Supplied information:
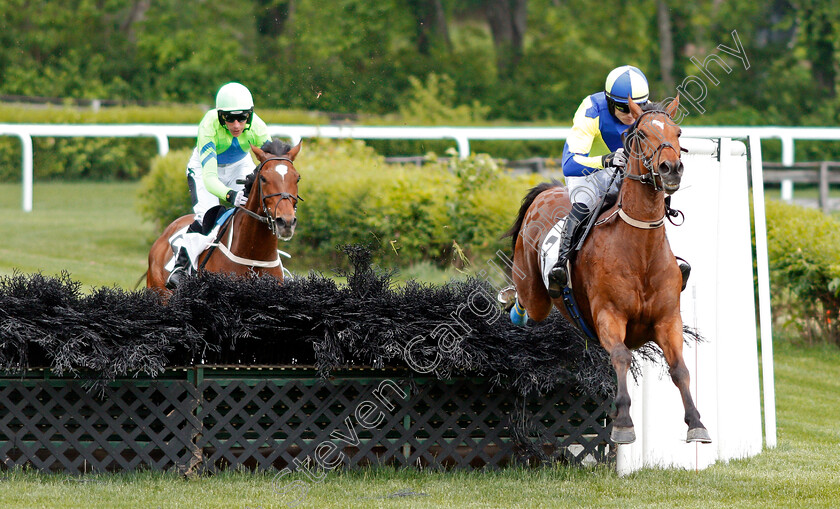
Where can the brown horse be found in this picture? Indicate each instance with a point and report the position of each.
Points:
(249, 243)
(625, 278)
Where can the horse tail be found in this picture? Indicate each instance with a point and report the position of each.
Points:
(137, 284)
(535, 191)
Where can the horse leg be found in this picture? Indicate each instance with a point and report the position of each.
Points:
(669, 338)
(530, 291)
(611, 331)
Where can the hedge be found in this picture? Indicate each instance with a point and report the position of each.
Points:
(804, 257)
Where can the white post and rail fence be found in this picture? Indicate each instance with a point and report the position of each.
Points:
(719, 302)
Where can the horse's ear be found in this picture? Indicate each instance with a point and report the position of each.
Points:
(635, 109)
(671, 109)
(259, 153)
(293, 152)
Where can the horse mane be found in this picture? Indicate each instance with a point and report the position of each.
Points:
(276, 147)
(513, 232)
(653, 106)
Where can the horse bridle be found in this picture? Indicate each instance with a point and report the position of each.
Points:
(266, 217)
(647, 162)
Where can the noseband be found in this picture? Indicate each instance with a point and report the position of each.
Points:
(647, 162)
(267, 218)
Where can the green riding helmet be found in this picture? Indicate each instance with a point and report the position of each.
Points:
(234, 99)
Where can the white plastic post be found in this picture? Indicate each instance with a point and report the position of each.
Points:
(764, 310)
(26, 149)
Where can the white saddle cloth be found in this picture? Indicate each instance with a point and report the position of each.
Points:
(550, 250)
(194, 243)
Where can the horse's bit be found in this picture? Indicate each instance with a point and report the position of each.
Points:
(268, 218)
(647, 162)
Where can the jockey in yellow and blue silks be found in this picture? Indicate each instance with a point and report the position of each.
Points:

Aim of the exercise: Could you write out all the records exactly, without the pictures?

Worked solution:
Where can the brown horse be found in this picture? Indicate each instance with a point and report the position of each.
Points:
(249, 243)
(625, 278)
Where can the horse tail be found in this picture? Indicate each instance with a point and report the position of each.
Points:
(137, 284)
(535, 191)
Where can the horse leg be found in this picture? Indicate each instance with a point and report the position of each.
Points:
(669, 338)
(530, 291)
(611, 331)
Where can the hedge be found in this picture? Indicate each instance with a point and report the position of each.
Points:
(804, 257)
Where can the white post and rail fence be found in this picture? Indicate each instance with a point and report the position of each.
Points:
(719, 302)
Where can the horse's ear be found in this picture? Indicate each instance with a point and report the position of each.
Points:
(635, 109)
(671, 109)
(259, 153)
(293, 152)
Where can the horse mane be found in this picture? Indicate each instance with a point and report the position of each.
Points:
(276, 147)
(513, 232)
(653, 106)
Where can the horse bridle be found in this picture? Indicate each instance with a point and report the position of each.
Points:
(266, 217)
(647, 162)
Where can the noseband be found in this picture? Indicate each instance with a point and report the position of each.
Points:
(647, 162)
(267, 218)
Where can the green riding helmet be found in this picture? Indicate each instance with a point and report the position of each.
Points:
(234, 99)
Where can the white plastic post be found in this picture? Indicate each instance with a point and report the position of each.
Points:
(764, 310)
(26, 149)
Where can the white saddle cloth be found in this picture? Indicate each instance with a point and report the position of each.
Points:
(550, 250)
(194, 243)
Where can the horse's bit be found in this picture? Indicate each instance with a point and report the position of each.
Points:
(268, 218)
(647, 162)
Where can the jockey in yellow and blue silks be found in this picture? Indicate each instance with a point and report the position of each.
Points:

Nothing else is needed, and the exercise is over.